Skip to content

Move telemetry off event loop to dedicated worker thread#6626

Open
masenf wants to merge 3 commits into
mainfrom
claude/happy-bardeen-7m3x3u
Open

Move telemetry off event loop to dedicated worker thread#6626
masenf wants to merge 3 commits into
mainfrom
claude/happy-bardeen-7m3x3u

Conversation

@masenf

@masenf masenf commented Jun 8, 2026

Copy link
Copy Markdown
Collaborator

Type of change

  • Bug fix (non-breaking change which fixes an issue)

Description

Fixes #6618: telemetry collection and delivery were blocking the asyncio event loop when send() was called from within a running loop (e.g., backend error telemetry). The blocking syscalls, subprocess calls, and synchronous HTTP requests used to gather and post events would stall the event loop.

Changes:

  1. Replace asyncio task-based approach with a dedicated worker thread pool:

    • Removed asyncio.create_task() and background task tracking
    • Introduced a single-worker ThreadPoolExecutor (_get_telemetry_executor()) that lazily initializes on first use
    • All telemetry work now runs on this dedicated worker thread, never on the caller's thread or event loop
  2. New helper functions:

    • _get_telemetry_executor(): Returns the process-wide, lazily-created telemetry executor
    • _submit(): Queues work on the executor, swallowing all errors so telemetry never breaks the app
    • _run_suppressed(): Wraps executor work to catch and suppress exceptions at debug level
    • _flush(): Blocks until queued telemetry has been processed (for tests and shutdown)
    • _process_event(): Extracted from send() to run on the worker thread
  3. Simplified send() API:

    • Now a thin wrapper that queues _process_event() on the worker thread
    • Resolves telemetry_enabled from config if unspecified
    • All error handling is suppressed; failures never surface to the caller
  4. Test coverage:

    • Added _drain_telemetry_executor fixture to prevent test leakage
    • New tests verify: lazy initialization, single-worker constraint, off-loop execution, event loop safety, error suppression
    • Updated existing test to flush the executor before assertions

Testing

  • Added comprehensive unit tests covering executor behavior, thread isolation, and error handling
  • Existing telemetry tests updated to flush the executor
  • All tests pass with adequate coverage

Checklist

  • Tests pass with adequate coverage
  • uv run ruff check . and uv run ruff format . clean
  • uv run pyright reflex tests passes
  • No user-facing API changes (internal refactor)

■ ■ ■ ■ ■ ■ ■

* EXPLORE THE MATERIAL
A – Decide whether each statement agrees with the telemetry pull request, and answer yes or no with the deciding words quoted from it. (i) The new executor runs telemetry work with only one worker. (ii) Errors raised during send() now reach the caller. (iii) The change alters the user-facing API.
B – In the telemetry pull request, which issue number does the change fix?
C – Duplicate the part of the telemetry pull request starting at "Conversation" and ending at "fixes an issue)".

* DATA SUPPLIED
■ ■ ■ ■ ■ ■ ■

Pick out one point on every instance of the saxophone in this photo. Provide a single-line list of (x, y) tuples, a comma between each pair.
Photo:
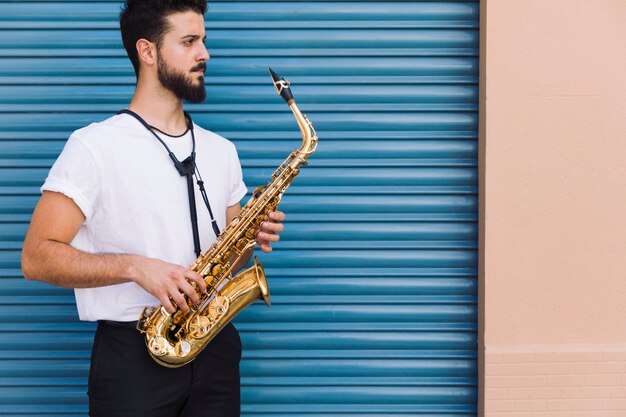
[(174, 340)]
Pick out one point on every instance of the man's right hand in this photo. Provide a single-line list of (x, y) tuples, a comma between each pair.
[(167, 282)]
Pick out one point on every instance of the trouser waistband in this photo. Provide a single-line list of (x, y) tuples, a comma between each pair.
[(125, 324)]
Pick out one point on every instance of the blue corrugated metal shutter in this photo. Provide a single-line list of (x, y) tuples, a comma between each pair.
[(374, 282)]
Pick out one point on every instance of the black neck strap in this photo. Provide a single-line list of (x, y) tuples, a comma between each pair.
[(187, 168)]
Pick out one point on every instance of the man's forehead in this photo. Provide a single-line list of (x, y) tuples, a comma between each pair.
[(184, 24)]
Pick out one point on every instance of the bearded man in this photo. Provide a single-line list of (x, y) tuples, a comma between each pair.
[(116, 222)]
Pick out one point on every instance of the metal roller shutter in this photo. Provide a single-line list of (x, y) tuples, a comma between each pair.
[(374, 281)]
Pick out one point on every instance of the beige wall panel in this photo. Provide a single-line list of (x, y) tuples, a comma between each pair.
[(553, 207)]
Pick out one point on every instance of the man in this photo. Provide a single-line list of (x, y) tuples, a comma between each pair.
[(114, 222)]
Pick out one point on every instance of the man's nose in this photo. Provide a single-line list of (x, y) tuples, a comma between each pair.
[(204, 53)]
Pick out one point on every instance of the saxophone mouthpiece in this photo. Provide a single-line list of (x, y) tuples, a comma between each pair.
[(282, 87)]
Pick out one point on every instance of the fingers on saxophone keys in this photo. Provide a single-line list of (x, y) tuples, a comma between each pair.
[(267, 237), (198, 280), (178, 300), (278, 216)]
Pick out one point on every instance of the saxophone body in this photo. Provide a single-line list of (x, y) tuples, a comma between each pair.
[(174, 340)]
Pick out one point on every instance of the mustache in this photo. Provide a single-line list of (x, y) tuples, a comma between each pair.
[(200, 66)]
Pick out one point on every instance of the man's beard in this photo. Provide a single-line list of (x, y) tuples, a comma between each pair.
[(179, 84)]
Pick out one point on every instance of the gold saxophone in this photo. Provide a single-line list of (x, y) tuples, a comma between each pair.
[(176, 339)]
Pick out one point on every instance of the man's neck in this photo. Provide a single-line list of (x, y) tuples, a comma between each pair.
[(160, 108)]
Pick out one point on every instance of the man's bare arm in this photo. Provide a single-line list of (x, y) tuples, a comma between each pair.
[(47, 256), (268, 233)]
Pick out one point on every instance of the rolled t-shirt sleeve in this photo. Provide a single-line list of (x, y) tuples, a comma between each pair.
[(75, 174), (237, 186)]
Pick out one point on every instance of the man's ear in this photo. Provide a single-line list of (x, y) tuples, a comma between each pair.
[(146, 51)]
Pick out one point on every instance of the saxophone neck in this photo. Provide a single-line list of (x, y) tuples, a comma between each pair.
[(309, 136)]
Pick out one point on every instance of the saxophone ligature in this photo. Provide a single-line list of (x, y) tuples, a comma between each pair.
[(174, 340)]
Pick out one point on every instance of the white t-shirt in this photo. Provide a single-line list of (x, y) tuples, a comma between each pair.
[(135, 202)]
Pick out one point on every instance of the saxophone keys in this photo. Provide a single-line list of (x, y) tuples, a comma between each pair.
[(199, 326), (158, 345), (218, 307), (241, 244), (182, 348)]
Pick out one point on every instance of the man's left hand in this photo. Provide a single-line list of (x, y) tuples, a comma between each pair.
[(270, 229)]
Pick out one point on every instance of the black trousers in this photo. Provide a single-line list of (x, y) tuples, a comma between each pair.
[(124, 381)]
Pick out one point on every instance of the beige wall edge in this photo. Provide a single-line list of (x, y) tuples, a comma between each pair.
[(552, 184)]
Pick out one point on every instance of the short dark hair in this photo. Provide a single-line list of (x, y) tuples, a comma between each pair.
[(147, 19)]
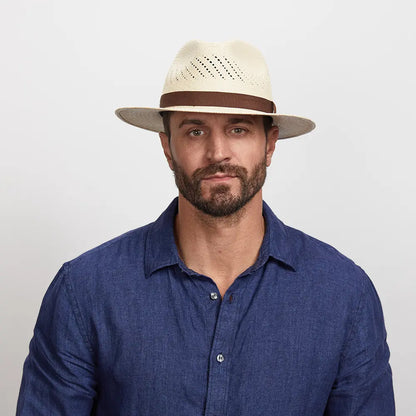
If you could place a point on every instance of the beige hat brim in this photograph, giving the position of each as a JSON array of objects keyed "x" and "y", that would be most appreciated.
[{"x": 150, "y": 118}]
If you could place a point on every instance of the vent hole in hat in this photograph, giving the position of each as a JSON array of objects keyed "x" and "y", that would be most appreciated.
[
  {"x": 200, "y": 73},
  {"x": 189, "y": 72},
  {"x": 213, "y": 65}
]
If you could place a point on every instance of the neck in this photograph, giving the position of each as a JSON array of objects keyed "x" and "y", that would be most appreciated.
[{"x": 221, "y": 248}]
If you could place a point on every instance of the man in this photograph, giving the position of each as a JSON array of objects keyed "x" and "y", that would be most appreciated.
[{"x": 217, "y": 308}]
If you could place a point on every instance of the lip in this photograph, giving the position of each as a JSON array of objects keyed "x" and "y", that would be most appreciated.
[{"x": 218, "y": 178}]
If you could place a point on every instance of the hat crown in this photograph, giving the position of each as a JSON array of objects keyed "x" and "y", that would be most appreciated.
[{"x": 234, "y": 67}]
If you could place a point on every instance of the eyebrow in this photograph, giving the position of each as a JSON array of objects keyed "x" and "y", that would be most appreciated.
[
  {"x": 237, "y": 120},
  {"x": 198, "y": 122},
  {"x": 191, "y": 121}
]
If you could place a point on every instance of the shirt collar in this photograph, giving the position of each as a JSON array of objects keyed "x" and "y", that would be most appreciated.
[{"x": 161, "y": 248}]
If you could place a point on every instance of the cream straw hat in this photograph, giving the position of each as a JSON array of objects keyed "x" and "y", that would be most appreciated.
[{"x": 227, "y": 78}]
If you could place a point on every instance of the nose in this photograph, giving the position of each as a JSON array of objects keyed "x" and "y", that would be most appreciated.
[{"x": 218, "y": 147}]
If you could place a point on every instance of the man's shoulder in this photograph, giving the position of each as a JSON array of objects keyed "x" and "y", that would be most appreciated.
[
  {"x": 113, "y": 255},
  {"x": 318, "y": 260}
]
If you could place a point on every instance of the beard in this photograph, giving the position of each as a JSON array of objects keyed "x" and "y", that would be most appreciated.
[{"x": 220, "y": 202}]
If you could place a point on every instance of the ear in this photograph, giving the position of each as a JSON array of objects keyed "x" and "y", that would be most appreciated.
[
  {"x": 272, "y": 137},
  {"x": 164, "y": 140}
]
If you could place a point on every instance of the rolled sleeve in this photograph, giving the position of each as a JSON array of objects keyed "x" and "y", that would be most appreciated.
[
  {"x": 364, "y": 382},
  {"x": 58, "y": 374}
]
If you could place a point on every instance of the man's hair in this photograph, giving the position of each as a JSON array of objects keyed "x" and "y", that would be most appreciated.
[{"x": 267, "y": 123}]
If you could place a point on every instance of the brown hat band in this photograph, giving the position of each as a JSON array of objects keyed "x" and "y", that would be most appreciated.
[{"x": 216, "y": 99}]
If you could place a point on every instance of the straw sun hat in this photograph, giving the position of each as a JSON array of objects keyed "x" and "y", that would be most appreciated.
[{"x": 227, "y": 78}]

■ ■ ■ ■ ■ ■ ■

* RESPONSES TO THE EXERCISE
A –
(i) Yes: "Introduced a single-worker ThreadPoolExecutor (_get_telemetry_executor()) that lazily initializes on first use"
(ii) No: "All error handling is suppressed; failures never surface to the caller"
(iii) No: "No user-facing API changes (internal refactor)"

B – #6618

C –
Conversation

@masenf

@masenf masenf commented Jun 8, 2026

Copy link
Copy Markdown
Collaborator

Type of change

  • Bug fix (non-breaking change which fixes an issue)